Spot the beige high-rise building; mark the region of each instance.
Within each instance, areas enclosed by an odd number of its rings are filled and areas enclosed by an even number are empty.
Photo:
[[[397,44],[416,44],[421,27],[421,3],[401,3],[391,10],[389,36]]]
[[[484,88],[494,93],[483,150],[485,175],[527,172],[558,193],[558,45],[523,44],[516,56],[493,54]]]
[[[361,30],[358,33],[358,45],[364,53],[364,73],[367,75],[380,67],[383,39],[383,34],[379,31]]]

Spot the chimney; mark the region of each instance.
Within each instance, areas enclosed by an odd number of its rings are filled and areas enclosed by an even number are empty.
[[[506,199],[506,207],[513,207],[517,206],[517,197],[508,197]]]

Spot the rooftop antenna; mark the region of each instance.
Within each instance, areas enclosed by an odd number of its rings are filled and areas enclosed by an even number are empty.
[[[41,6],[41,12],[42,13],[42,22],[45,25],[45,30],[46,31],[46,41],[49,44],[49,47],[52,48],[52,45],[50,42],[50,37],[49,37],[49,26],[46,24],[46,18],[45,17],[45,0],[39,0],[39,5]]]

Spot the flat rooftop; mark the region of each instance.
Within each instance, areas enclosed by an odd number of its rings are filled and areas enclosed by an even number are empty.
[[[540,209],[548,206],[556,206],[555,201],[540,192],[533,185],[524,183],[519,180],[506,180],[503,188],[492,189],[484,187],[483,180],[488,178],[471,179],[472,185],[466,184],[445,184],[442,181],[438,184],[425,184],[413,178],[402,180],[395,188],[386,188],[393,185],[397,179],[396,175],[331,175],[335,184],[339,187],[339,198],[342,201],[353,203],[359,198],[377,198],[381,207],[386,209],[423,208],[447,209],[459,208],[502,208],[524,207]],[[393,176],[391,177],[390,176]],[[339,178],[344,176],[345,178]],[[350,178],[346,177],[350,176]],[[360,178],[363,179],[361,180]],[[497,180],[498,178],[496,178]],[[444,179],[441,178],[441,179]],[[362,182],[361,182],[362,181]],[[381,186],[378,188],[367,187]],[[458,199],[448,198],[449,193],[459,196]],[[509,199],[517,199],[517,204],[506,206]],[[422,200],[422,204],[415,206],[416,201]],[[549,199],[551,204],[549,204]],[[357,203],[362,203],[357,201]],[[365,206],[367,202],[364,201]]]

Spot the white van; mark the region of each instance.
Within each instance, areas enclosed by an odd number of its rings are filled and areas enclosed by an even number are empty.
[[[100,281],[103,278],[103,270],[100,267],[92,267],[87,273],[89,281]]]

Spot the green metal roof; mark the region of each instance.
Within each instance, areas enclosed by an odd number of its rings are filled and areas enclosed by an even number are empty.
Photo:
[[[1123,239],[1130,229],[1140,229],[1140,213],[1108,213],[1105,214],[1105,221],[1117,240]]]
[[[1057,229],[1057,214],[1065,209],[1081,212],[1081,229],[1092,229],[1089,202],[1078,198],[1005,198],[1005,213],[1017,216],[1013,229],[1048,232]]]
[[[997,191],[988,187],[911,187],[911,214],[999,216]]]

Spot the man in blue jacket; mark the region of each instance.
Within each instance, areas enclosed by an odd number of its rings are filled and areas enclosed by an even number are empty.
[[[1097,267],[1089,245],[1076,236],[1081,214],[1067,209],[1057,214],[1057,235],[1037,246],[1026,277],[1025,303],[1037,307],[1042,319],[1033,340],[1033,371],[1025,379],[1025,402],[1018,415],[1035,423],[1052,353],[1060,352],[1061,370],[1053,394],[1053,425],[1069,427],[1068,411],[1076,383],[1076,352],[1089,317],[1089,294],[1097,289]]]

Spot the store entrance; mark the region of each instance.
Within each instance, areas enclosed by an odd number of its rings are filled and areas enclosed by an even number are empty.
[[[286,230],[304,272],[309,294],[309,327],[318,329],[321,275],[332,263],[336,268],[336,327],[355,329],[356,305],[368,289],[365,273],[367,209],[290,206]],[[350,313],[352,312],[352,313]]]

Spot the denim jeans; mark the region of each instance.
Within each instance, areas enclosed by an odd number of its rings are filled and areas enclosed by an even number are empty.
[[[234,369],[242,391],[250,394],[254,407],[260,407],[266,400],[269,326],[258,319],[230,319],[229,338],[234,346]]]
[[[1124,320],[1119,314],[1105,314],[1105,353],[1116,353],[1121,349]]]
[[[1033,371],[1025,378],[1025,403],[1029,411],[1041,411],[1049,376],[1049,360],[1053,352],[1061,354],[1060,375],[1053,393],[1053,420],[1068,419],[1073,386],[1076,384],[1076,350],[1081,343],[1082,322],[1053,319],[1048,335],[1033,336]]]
■ ■ ■ ■ ■ ■ ■
§ **GIVEN EXERCISE**: Can you write out the entries above again, switching each "mark the region of each instance" to "outline every instance" and leaving everything else as it is?

§ **THE RESULT**:
Spot the beige high-rise building; outline every instance.
Within each instance, areas enclosed by an odd number of its rings are filled and areas enclosed by an even number are empty.
Photo:
[[[397,44],[416,44],[421,27],[421,3],[401,3],[391,10],[389,36]]]
[[[484,88],[494,93],[483,150],[485,175],[527,172],[558,193],[558,45],[523,44],[516,56],[493,54]]]
[[[361,30],[358,33],[358,45],[364,53],[364,73],[367,75],[380,67],[383,39],[383,34],[379,31]]]

Spot the chimney; outline every instance.
Within each instance, areas enclosed by an odd number of its rings are filled and areas enclosed by an even number are empty.
[[[506,199],[506,207],[513,207],[517,206],[517,197],[508,197]]]

Spot the rooftop antenna; outline every instance.
Within each instance, areas enclosed by an odd number of its rings are filled and areas enclosed by an even number are empty.
[[[41,6],[41,12],[42,13],[42,22],[45,25],[45,30],[46,31],[46,41],[49,44],[49,47],[52,48],[52,45],[50,42],[50,37],[49,37],[49,26],[46,24],[46,18],[45,17],[45,0],[39,0],[39,5]]]

Spot the flat rooftop; outline every instance.
Within each instance, areas enclosed by an odd number of its rings are filled and areas enclosed by an even number are empty.
[[[540,209],[548,206],[556,206],[555,201],[540,192],[533,185],[524,183],[519,180],[506,180],[503,188],[492,189],[484,187],[483,180],[488,178],[471,179],[472,185],[466,184],[445,184],[442,181],[438,184],[425,184],[413,178],[402,180],[395,188],[386,188],[393,185],[397,179],[396,175],[331,175],[335,184],[339,187],[339,198],[342,201],[353,203],[359,198],[377,198],[381,207],[386,209],[423,208],[447,209],[459,208],[502,208],[524,207]],[[393,176],[391,177],[390,176]],[[339,178],[344,176],[345,178]],[[350,178],[346,177],[350,176]],[[360,178],[363,179],[361,180]],[[497,180],[498,178],[496,178]],[[444,179],[441,178],[441,179]],[[362,182],[361,182],[362,181]],[[381,186],[378,188],[367,187]],[[458,199],[448,198],[449,193],[459,196]],[[509,199],[517,199],[517,204],[506,206]],[[422,200],[422,204],[415,206],[416,201]],[[549,199],[551,204],[549,204]],[[357,203],[362,203],[357,201]],[[365,206],[367,202],[364,201]]]

Spot the white van; outline every instance.
Within each instance, areas enclosed by an odd number of its rings are filled and areas enclosed by an even number are empty.
[[[100,281],[103,278],[103,270],[100,267],[92,267],[87,273],[89,281]]]

Spot the green metal roof; outline every instance.
Within each instance, areas enclosed by an odd number of its rings are filled and areas enclosed by an even number are empty.
Photo:
[[[1123,239],[1130,229],[1140,229],[1140,213],[1108,213],[1105,214],[1105,221],[1117,240]]]
[[[1057,229],[1057,214],[1065,209],[1081,212],[1081,229],[1092,229],[1089,202],[1078,198],[1005,198],[1005,213],[1017,216],[1013,229],[1048,232]]]
[[[997,191],[988,187],[911,187],[911,214],[999,216]]]

Spot the man in blue jacket; outline every instance.
Within each instance, areas enclosed by an odd number of its rings are filled and areas enclosed by an even number are empty.
[[[1097,267],[1089,245],[1076,236],[1081,214],[1067,209],[1057,214],[1057,235],[1037,246],[1026,277],[1025,303],[1037,307],[1042,319],[1033,340],[1033,371],[1025,379],[1025,402],[1018,415],[1035,423],[1052,353],[1060,352],[1061,370],[1053,394],[1053,425],[1069,427],[1068,411],[1076,383],[1076,352],[1089,317],[1089,294],[1097,289]]]

Spot the store entrance; outline every instance.
Within each instance, areas enclosed by an odd number of its rings are filled and areas enclosed by an even number are empty.
[[[286,230],[304,272],[309,294],[309,327],[318,329],[321,275],[332,263],[336,268],[336,327],[355,329],[356,305],[368,289],[365,273],[367,209],[290,206]],[[350,313],[352,312],[352,313]]]

Spot the denim jeans; outline every instance.
Within each instance, areas enclosed by an odd number of its rings are filled and areas enclosed by an even number are empty.
[[[234,369],[242,391],[250,394],[254,407],[260,407],[266,400],[269,326],[258,319],[230,319],[229,338],[234,346]]]
[[[1124,320],[1119,314],[1105,314],[1105,353],[1116,353],[1121,349]]]
[[[1033,371],[1025,378],[1025,403],[1029,411],[1041,411],[1049,376],[1049,360],[1053,352],[1061,354],[1060,375],[1053,393],[1053,420],[1068,419],[1073,386],[1076,384],[1076,350],[1081,343],[1082,322],[1053,319],[1048,335],[1033,336]]]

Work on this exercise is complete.